### REQUIREMENTS
Output the material below in its entirety, exactly as given.

### DATA EXTRACT
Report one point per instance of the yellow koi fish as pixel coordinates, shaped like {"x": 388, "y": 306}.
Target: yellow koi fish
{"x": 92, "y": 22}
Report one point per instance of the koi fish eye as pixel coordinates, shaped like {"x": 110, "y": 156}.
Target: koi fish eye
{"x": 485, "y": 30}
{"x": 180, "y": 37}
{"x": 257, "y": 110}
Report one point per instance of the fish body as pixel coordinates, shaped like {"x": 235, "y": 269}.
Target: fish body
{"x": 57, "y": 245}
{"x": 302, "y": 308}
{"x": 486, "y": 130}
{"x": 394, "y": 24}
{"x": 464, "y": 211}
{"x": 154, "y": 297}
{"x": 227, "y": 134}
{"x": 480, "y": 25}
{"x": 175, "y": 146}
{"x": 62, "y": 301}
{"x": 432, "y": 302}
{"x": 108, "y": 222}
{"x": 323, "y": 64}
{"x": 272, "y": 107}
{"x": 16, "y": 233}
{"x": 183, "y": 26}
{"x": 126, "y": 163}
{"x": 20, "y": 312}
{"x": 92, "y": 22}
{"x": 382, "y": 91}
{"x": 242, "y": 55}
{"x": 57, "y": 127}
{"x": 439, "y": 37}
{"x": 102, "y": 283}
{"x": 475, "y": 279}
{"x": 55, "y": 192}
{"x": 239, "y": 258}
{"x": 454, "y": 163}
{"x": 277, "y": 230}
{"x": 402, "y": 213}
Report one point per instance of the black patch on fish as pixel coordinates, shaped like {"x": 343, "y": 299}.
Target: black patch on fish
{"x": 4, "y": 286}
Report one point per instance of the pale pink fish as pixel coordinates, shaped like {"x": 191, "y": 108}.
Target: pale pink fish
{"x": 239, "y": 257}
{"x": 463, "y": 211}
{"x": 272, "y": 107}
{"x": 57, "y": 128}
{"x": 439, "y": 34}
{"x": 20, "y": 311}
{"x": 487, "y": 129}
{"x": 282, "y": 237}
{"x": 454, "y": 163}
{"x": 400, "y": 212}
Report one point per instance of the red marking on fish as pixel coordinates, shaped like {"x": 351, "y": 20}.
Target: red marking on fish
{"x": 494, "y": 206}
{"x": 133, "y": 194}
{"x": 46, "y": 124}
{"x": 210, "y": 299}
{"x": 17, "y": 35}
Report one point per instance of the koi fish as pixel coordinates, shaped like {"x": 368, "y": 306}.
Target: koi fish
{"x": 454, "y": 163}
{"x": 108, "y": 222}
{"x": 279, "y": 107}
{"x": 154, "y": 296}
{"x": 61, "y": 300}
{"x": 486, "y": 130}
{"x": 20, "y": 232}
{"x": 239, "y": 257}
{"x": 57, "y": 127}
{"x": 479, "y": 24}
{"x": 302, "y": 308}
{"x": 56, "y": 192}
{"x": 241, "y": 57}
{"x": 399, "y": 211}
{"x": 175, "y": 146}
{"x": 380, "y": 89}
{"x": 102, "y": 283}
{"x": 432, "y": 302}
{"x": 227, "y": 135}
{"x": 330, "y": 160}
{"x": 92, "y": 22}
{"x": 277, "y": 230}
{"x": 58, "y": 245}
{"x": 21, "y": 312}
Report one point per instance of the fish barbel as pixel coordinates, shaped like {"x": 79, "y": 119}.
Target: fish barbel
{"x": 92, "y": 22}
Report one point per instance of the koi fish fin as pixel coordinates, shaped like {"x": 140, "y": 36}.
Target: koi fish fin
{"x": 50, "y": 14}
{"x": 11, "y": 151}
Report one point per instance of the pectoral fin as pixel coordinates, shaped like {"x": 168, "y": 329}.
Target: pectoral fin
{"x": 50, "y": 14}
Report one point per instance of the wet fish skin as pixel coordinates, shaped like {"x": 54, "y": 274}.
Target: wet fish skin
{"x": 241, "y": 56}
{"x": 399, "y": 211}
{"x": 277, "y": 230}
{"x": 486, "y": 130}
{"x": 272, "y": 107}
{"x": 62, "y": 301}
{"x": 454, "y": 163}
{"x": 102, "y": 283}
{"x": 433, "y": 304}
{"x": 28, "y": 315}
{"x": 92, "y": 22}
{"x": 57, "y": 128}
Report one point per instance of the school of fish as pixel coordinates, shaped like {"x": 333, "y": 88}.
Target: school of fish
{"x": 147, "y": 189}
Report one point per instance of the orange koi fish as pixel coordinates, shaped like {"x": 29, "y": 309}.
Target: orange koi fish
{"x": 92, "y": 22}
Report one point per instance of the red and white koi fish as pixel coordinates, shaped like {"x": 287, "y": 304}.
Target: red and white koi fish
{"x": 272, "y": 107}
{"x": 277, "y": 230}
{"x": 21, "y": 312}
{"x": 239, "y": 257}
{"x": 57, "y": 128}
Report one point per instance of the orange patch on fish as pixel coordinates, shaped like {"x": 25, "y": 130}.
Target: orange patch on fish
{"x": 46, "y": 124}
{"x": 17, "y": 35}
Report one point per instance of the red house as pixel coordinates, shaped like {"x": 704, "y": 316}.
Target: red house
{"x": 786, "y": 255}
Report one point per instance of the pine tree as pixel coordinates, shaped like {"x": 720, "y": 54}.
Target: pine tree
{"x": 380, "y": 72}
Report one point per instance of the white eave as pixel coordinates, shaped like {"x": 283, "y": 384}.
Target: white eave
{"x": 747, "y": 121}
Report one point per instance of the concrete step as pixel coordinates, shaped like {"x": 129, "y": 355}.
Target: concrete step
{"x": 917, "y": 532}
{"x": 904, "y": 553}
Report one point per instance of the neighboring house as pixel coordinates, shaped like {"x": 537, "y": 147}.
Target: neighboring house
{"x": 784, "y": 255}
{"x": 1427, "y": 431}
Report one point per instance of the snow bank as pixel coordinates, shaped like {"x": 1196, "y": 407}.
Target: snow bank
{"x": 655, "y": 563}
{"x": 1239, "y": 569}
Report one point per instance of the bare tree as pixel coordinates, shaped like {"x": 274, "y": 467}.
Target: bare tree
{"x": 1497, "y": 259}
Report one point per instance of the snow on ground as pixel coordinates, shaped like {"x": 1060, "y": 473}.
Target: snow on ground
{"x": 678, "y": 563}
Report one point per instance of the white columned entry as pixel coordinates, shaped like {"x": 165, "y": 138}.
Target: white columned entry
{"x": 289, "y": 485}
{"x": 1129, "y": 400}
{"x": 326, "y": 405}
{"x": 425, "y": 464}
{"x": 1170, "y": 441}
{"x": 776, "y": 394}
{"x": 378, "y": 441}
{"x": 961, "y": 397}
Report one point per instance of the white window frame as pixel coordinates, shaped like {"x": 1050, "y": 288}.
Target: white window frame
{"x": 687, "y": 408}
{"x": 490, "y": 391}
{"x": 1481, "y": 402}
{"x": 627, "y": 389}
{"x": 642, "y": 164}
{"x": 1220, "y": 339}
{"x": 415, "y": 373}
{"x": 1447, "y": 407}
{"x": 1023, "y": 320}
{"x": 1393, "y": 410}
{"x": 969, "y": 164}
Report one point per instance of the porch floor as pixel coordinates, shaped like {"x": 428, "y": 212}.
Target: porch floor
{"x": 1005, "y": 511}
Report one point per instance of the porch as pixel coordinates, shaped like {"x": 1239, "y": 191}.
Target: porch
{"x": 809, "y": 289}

### ANSWER
Report one point per instance of the yellow koi fish as pixel coordinates, shaped like {"x": 388, "y": 306}.
Target: yellow koi fish
{"x": 92, "y": 22}
Report one point per instance of the koi fish eye as pixel coordinates, shaped like {"x": 110, "y": 156}.
Target: koi fish eye
{"x": 485, "y": 30}
{"x": 180, "y": 37}
{"x": 257, "y": 110}
Report one point per instance of the fish body as pixel coordinates, shaped like {"x": 235, "y": 269}.
Target: fish body
{"x": 57, "y": 245}
{"x": 302, "y": 308}
{"x": 486, "y": 130}
{"x": 394, "y": 24}
{"x": 464, "y": 211}
{"x": 154, "y": 297}
{"x": 227, "y": 134}
{"x": 480, "y": 25}
{"x": 175, "y": 146}
{"x": 62, "y": 301}
{"x": 432, "y": 302}
{"x": 108, "y": 222}
{"x": 323, "y": 64}
{"x": 272, "y": 107}
{"x": 16, "y": 233}
{"x": 183, "y": 26}
{"x": 126, "y": 163}
{"x": 20, "y": 312}
{"x": 92, "y": 22}
{"x": 382, "y": 91}
{"x": 242, "y": 55}
{"x": 57, "y": 127}
{"x": 439, "y": 37}
{"x": 102, "y": 283}
{"x": 475, "y": 279}
{"x": 55, "y": 192}
{"x": 239, "y": 258}
{"x": 454, "y": 163}
{"x": 277, "y": 230}
{"x": 402, "y": 213}
Report one point per instance of the black patch on fish as pixel coordinates, shaped like {"x": 343, "y": 299}.
Target: black patch on fish
{"x": 4, "y": 286}
Report one point per instance of the pale pink fish as pixel coordinates, shaped like {"x": 191, "y": 108}.
Target: pale pink fish
{"x": 239, "y": 257}
{"x": 463, "y": 211}
{"x": 272, "y": 107}
{"x": 57, "y": 128}
{"x": 439, "y": 34}
{"x": 20, "y": 311}
{"x": 487, "y": 129}
{"x": 282, "y": 237}
{"x": 454, "y": 163}
{"x": 400, "y": 212}
Report one point per instance of the red marking on fish as pixel coordinates, shaped like {"x": 351, "y": 20}.
Target: red marking on fish
{"x": 494, "y": 206}
{"x": 133, "y": 194}
{"x": 46, "y": 124}
{"x": 210, "y": 299}
{"x": 17, "y": 35}
Report one point per instance of the koi fish as pixel coordinates, shaped like {"x": 368, "y": 306}.
Target: koi fish
{"x": 454, "y": 163}
{"x": 108, "y": 222}
{"x": 279, "y": 107}
{"x": 154, "y": 296}
{"x": 61, "y": 300}
{"x": 486, "y": 130}
{"x": 20, "y": 232}
{"x": 239, "y": 257}
{"x": 57, "y": 127}
{"x": 479, "y": 24}
{"x": 302, "y": 308}
{"x": 56, "y": 192}
{"x": 241, "y": 57}
{"x": 399, "y": 211}
{"x": 175, "y": 146}
{"x": 380, "y": 89}
{"x": 102, "y": 283}
{"x": 432, "y": 302}
{"x": 227, "y": 135}
{"x": 330, "y": 160}
{"x": 92, "y": 22}
{"x": 277, "y": 230}
{"x": 58, "y": 245}
{"x": 21, "y": 312}
Report one point per instance of the fish barbel as pixel coordinates, shaped like {"x": 79, "y": 119}.
Target: fish barbel
{"x": 92, "y": 22}
Report one point per instance of the koi fish fin as pixel coordinates, shaped like {"x": 140, "y": 36}.
Target: koi fish fin
{"x": 50, "y": 14}
{"x": 11, "y": 151}
Report one point per instance of the pectoral fin as pixel coordinates, shaped like {"x": 168, "y": 329}.
Target: pectoral fin
{"x": 50, "y": 14}
Report one point per instance of the wet fish skin as pixel coordinates, shaped like {"x": 54, "y": 274}.
Target: wet fish skin
{"x": 241, "y": 56}
{"x": 399, "y": 211}
{"x": 277, "y": 230}
{"x": 486, "y": 130}
{"x": 272, "y": 107}
{"x": 62, "y": 301}
{"x": 454, "y": 163}
{"x": 102, "y": 283}
{"x": 433, "y": 304}
{"x": 28, "y": 315}
{"x": 92, "y": 22}
{"x": 57, "y": 128}
Report one point per instance of the school of fish as pixel coordinates, shaped like {"x": 333, "y": 88}.
Target: school of fish
{"x": 147, "y": 189}
Report one point per instance of the orange koi fish as pixel coordinates, shaped like {"x": 29, "y": 309}.
Target: orange koi fish
{"x": 92, "y": 22}
Report one point per instance of the red and white koi fish as pixel coordinates, shaped like {"x": 287, "y": 304}.
Target: red and white koi fish
{"x": 272, "y": 107}
{"x": 277, "y": 230}
{"x": 21, "y": 312}
{"x": 239, "y": 257}
{"x": 57, "y": 128}
Report one point per instance of the orange patch on fish as pixel coordinates, shaped like {"x": 25, "y": 130}.
Target: orange patch on fish
{"x": 46, "y": 124}
{"x": 17, "y": 35}
Report one point per instance of the red house as pixel coordinates, shaped like {"x": 704, "y": 316}.
Target: red house
{"x": 786, "y": 255}
Report one point per instance of the pine tree as pixel coordinates, shaped like {"x": 720, "y": 54}.
Target: pine tree
{"x": 380, "y": 72}
Report one point per instance of the white eave as pixel coordinates, shaped like {"x": 283, "y": 384}.
Target: white eave
{"x": 747, "y": 121}
Report one point per instance of the concrete step as pixel coordinates, shaped like {"x": 129, "y": 355}.
Target: concrete step
{"x": 917, "y": 532}
{"x": 904, "y": 553}
Report one point per instance of the neighboring house as pixel coordinates, shaped like {"x": 537, "y": 147}.
Target: neighboring house
{"x": 784, "y": 255}
{"x": 1427, "y": 431}
Report one point per instance of the snow bank as pixel coordinates, shaped like {"x": 1196, "y": 407}.
Target: snow bank
{"x": 655, "y": 563}
{"x": 1239, "y": 569}
Report one point per instance of the bare tree as pixel coordinates, shaped like {"x": 274, "y": 467}.
Target: bare tree
{"x": 1497, "y": 259}
Report one point per instance of the snow on ground as pixel coordinates, shaped like {"x": 1060, "y": 473}.
Target: snow on ground
{"x": 678, "y": 563}
Report one point per instance of the white columned entry as pixel coordinates, shaped like {"x": 165, "y": 138}.
Target: white columned entry
{"x": 289, "y": 485}
{"x": 1129, "y": 400}
{"x": 326, "y": 405}
{"x": 425, "y": 464}
{"x": 1170, "y": 441}
{"x": 776, "y": 394}
{"x": 378, "y": 441}
{"x": 961, "y": 397}
Report one point per instance of the white window frame as pixel coordinates, shaped like {"x": 1050, "y": 288}.
Target: white window frame
{"x": 687, "y": 408}
{"x": 490, "y": 391}
{"x": 1481, "y": 402}
{"x": 627, "y": 389}
{"x": 642, "y": 164}
{"x": 1220, "y": 339}
{"x": 415, "y": 373}
{"x": 1447, "y": 407}
{"x": 1023, "y": 320}
{"x": 1393, "y": 410}
{"x": 969, "y": 164}
Report one point per instance of the porch floor as pixel coordinates, shaped like {"x": 428, "y": 212}.
Target: porch floor
{"x": 1005, "y": 511}
Report one point per instance of the porch as pixel coordinates, shaped like {"x": 1239, "y": 191}.
Target: porch
{"x": 809, "y": 289}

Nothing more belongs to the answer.